Please reproduce the entries below exactly, starting at the first line and ending with the line that holds "positive clicks: (1344, 760) (1290, 751)".
══ Dataset records
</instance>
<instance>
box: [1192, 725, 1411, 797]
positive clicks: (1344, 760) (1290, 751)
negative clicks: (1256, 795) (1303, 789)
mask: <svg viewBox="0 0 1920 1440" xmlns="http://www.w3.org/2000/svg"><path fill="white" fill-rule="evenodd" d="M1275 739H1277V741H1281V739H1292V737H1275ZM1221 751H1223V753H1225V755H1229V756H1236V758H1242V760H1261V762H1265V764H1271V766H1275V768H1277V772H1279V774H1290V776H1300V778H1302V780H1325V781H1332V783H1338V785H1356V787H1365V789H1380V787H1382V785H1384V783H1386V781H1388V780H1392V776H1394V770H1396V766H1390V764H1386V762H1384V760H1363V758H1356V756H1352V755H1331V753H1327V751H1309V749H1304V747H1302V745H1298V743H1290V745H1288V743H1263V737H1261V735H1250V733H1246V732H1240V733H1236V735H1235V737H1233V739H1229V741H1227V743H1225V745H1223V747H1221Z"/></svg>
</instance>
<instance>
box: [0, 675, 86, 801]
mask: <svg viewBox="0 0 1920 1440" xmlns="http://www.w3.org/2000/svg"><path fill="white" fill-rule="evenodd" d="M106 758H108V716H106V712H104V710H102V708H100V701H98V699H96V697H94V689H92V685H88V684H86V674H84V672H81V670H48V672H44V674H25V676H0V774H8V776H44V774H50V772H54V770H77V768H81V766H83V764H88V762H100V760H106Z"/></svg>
════
# Answer section:
</instance>
<instance>
box: [1192, 725, 1411, 797]
positive clicks: (1344, 760) (1290, 751)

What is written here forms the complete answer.